=== REQUEST ===
Only the lines from the one containing "sky, giving x and y for each instance?" through the end of the material are to be echoed, each exactly as it appears.

=== EXTRACTED INFORMATION ===
____
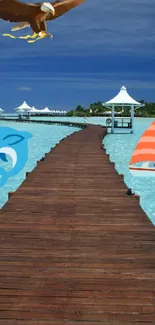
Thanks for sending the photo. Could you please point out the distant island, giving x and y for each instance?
(97, 109)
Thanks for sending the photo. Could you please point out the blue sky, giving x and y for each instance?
(97, 47)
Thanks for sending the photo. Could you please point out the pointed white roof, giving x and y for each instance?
(122, 98)
(33, 109)
(46, 109)
(24, 106)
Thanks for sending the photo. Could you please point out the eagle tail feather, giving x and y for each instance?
(20, 26)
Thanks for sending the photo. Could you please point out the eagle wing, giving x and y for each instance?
(61, 7)
(15, 11)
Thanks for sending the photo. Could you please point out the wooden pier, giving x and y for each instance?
(74, 248)
(49, 122)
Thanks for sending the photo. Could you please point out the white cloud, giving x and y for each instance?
(95, 27)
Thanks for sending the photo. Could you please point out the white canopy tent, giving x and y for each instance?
(122, 99)
(23, 108)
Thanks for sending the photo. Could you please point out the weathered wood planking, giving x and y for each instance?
(74, 248)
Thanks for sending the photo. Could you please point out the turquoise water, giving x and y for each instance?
(44, 138)
(119, 147)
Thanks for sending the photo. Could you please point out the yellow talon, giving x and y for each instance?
(31, 41)
(9, 35)
(29, 36)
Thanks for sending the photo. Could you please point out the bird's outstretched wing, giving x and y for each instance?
(15, 11)
(61, 7)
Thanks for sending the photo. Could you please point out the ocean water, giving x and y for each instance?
(119, 147)
(44, 138)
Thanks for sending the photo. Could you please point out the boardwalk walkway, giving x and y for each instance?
____
=== TASK RESULT ===
Thanks for sending the photo. Could you please point out the blue sky, giving x and y for each instance?
(97, 47)
Thanks for sending the photo. Could you please point out the pointed white roof, giving x and y for each instance?
(122, 98)
(33, 109)
(46, 109)
(24, 106)
Thanks for sending the photo. Could you please point out the eagle tail feather, giving x and y for each instance?
(20, 26)
Thanks for sending the photo. Could you please point out the eagle wing, giving x and y for each instance?
(61, 7)
(15, 11)
Thanks for sending the photo. Could you please point out the wooden pier, giving x and y for each instance?
(74, 248)
(49, 122)
Thanks for sending the photo. Could you please point out the white cloud, giving x and y for each instance?
(95, 27)
Thanks for sending the photo. Could you please point out the white canopy tent, giving x and y for each instance?
(122, 99)
(23, 108)
Thanks for sending the photo. Could you please point out the weathered wood planking, giving x and y for each instance?
(74, 248)
Thanks for sending the photo. Could you please point out the turquoise water, giving x and y for each instance?
(44, 138)
(119, 147)
Thanks for sending the photo. Could you please point out the yellow talon, giving x and y for each instance?
(31, 41)
(9, 35)
(29, 36)
Thanks for sending the photo. Could you please point out the bird's outstretched wing, giving x and y for each instance?
(15, 11)
(61, 7)
Thanks for sending the photo. Could you please point out the ocean water, giving x and y for each instance?
(119, 147)
(44, 138)
Thanks for sending the photo. Could you please point out the boardwalk walkway, giving x and y for each instance?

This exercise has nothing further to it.